- Provided records
+ + + +
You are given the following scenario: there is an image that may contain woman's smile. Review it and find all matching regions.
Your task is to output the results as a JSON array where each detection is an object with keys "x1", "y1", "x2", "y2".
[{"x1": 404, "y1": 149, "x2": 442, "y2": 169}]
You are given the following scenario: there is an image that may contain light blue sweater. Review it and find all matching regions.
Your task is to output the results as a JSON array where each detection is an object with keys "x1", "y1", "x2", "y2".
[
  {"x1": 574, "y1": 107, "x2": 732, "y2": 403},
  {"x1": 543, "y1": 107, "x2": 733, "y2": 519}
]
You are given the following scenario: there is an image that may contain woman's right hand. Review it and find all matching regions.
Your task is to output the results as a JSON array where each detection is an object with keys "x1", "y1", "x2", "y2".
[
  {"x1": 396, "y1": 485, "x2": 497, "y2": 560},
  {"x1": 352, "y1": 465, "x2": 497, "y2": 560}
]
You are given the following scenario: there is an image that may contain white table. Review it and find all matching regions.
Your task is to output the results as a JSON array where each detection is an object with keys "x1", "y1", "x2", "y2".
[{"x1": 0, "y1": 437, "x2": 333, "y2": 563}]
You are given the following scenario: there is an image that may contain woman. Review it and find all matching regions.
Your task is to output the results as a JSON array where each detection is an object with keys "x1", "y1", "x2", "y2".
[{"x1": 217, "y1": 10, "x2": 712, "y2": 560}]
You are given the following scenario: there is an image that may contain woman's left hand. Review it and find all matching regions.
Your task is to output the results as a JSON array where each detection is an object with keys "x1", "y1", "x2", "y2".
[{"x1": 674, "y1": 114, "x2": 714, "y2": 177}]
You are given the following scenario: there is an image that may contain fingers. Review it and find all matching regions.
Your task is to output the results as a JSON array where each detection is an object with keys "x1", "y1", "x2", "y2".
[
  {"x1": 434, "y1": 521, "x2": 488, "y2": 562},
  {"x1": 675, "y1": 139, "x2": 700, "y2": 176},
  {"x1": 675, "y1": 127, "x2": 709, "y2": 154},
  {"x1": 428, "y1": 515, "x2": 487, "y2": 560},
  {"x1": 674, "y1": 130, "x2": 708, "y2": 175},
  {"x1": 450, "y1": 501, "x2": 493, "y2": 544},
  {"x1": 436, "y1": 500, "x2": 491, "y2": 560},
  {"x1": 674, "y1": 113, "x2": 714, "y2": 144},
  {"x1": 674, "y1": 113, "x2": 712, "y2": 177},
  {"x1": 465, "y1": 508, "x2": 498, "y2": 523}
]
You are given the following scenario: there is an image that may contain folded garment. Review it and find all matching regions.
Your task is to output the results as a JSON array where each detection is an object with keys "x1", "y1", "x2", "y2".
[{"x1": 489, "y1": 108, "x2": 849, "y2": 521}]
+ + + +
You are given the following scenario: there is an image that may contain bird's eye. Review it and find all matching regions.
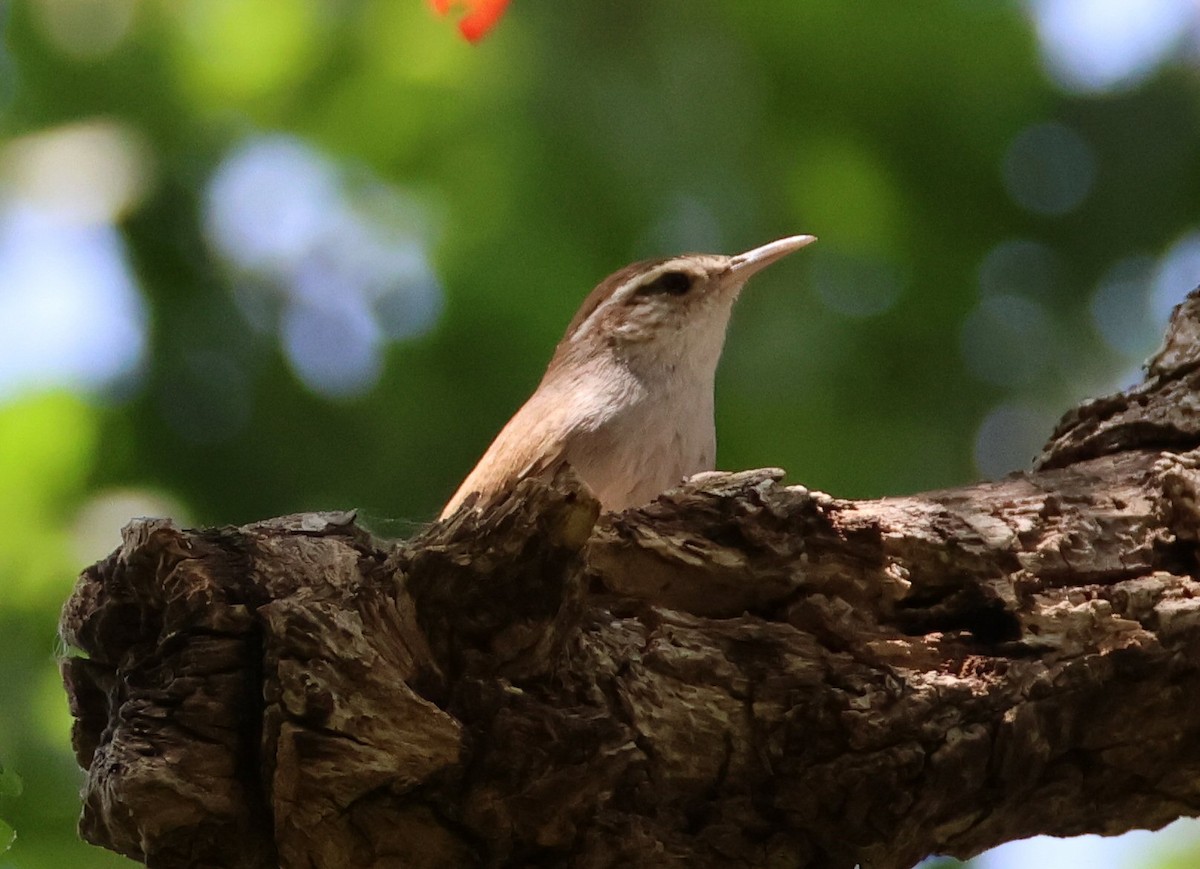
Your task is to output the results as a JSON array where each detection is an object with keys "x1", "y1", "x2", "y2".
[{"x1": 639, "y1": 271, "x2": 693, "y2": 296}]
+ + + +
- Problem to solve
For the word "woman", find every line in the data that holds it and copy that line.

- Your response
You are given the following scenario: there is an image that may contain woman's smile. Review it and find all matching regions.
You are given the following scenario: there is an image that may contain woman's right hand. Review it and find all matching regions.
You are given the following scenario: there is an image that may contain woman. Review it and find all matching regions.
You are given the following scenario: there is an image that may contain woman's left hand. Review it and find all matching regions.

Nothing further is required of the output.